>> begin LISTING
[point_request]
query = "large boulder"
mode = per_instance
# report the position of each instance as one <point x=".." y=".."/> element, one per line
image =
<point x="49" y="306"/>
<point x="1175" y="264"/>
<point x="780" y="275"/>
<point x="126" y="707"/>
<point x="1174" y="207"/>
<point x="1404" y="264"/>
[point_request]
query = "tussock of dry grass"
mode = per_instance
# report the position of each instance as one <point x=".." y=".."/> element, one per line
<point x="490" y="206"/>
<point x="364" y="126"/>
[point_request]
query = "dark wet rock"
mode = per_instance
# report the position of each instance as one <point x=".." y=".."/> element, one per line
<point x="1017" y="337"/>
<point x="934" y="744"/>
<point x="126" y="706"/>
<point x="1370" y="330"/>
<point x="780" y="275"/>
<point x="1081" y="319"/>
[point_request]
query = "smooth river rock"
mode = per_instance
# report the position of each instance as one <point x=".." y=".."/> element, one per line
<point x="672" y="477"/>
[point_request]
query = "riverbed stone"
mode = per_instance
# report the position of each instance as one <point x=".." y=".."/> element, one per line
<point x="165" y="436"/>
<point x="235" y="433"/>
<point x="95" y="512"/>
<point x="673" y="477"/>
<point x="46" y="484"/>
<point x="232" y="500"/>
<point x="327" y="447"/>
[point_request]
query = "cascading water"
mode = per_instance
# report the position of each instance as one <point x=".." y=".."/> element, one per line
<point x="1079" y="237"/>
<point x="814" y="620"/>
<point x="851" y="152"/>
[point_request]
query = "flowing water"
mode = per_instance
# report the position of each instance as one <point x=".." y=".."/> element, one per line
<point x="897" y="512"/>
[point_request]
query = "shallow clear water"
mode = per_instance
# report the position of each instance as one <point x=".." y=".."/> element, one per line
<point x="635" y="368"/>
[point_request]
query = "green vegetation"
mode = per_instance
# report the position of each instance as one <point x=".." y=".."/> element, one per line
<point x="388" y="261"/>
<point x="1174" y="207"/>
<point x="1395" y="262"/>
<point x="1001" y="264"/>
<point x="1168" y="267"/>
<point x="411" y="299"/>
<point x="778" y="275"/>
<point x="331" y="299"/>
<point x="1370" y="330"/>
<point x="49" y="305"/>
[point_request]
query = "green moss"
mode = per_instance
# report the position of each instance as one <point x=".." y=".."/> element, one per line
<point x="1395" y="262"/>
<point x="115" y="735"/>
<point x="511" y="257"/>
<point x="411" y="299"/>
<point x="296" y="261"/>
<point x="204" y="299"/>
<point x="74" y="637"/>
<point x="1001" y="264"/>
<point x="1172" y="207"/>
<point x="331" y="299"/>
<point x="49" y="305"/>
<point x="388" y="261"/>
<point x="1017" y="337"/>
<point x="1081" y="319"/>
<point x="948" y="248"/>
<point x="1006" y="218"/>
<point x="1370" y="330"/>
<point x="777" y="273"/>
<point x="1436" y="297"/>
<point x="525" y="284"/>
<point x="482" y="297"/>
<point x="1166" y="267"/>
>> end LISTING
▶ [TASK DIRECTIONS] Please reproduce all of the entries exactly as they stand.

▶ [COMPLETED TASK]
[point_request]
query = "large boulder"
mode = per_instance
# report the position of each instance as one <point x=".." y=".."/> element, one per line
image =
<point x="49" y="306"/>
<point x="1175" y="264"/>
<point x="780" y="275"/>
<point x="126" y="707"/>
<point x="1174" y="207"/>
<point x="1404" y="264"/>
[point_request]
query = "tussock of dry grass"
mode = per_instance
# report the position of each instance as one <point x=".." y=".."/> element, one per line
<point x="490" y="206"/>
<point x="364" y="126"/>
[point_request]
query = "dark wet rock"
mode = per_instance
# report the position of each instance as one <point x=".." y=".."/> element, one per line
<point x="1017" y="337"/>
<point x="934" y="744"/>
<point x="126" y="706"/>
<point x="1370" y="330"/>
<point x="780" y="275"/>
<point x="1081" y="319"/>
[point_request]
query = "smooth river rock"
mode = per_instance
# report the position of each instance as one <point x=".." y=".."/> element, one per line
<point x="672" y="477"/>
[point_request]
query = "riverbed stone"
mode = per_instance
# report the position of each instance as one <point x=".." y=".."/> element, one per line
<point x="165" y="436"/>
<point x="235" y="433"/>
<point x="95" y="512"/>
<point x="673" y="477"/>
<point x="46" y="484"/>
<point x="232" y="500"/>
<point x="327" y="447"/>
[point_request]
query = "cascading water"
mode = per_instance
# report the position of each instance as one <point x=".." y=".."/> element, one per line
<point x="1079" y="237"/>
<point x="814" y="620"/>
<point x="851" y="152"/>
[point_request]
query = "flowing water"
mode = per_instance
# report the position of each instance as one <point x=".." y=".."/> element, one per line
<point x="897" y="512"/>
[point_request]
query = "shallow clear water"
mode = per_instance
# report the position of each instance as one <point x=".." y=".."/> element, one per line
<point x="635" y="368"/>
[point_request]
query = "green vegetation"
mode = per_instance
# report the position of each instance as one <point x=".." y=".."/> element, one per line
<point x="388" y="261"/>
<point x="1174" y="207"/>
<point x="1395" y="262"/>
<point x="1001" y="264"/>
<point x="1168" y="267"/>
<point x="411" y="299"/>
<point x="778" y="275"/>
<point x="331" y="299"/>
<point x="1370" y="330"/>
<point x="49" y="305"/>
[point_request]
query = "green moss"
mode = per_instance
# report the position of each instance as one <point x=".." y=".."/> element, one per line
<point x="1395" y="262"/>
<point x="115" y="735"/>
<point x="511" y="257"/>
<point x="411" y="299"/>
<point x="296" y="261"/>
<point x="204" y="299"/>
<point x="74" y="637"/>
<point x="1001" y="264"/>
<point x="1172" y="207"/>
<point x="331" y="299"/>
<point x="49" y="305"/>
<point x="388" y="261"/>
<point x="1017" y="337"/>
<point x="1081" y="319"/>
<point x="948" y="248"/>
<point x="1006" y="218"/>
<point x="1370" y="330"/>
<point x="777" y="273"/>
<point x="1436" y="297"/>
<point x="525" y="284"/>
<point x="482" y="297"/>
<point x="1166" y="267"/>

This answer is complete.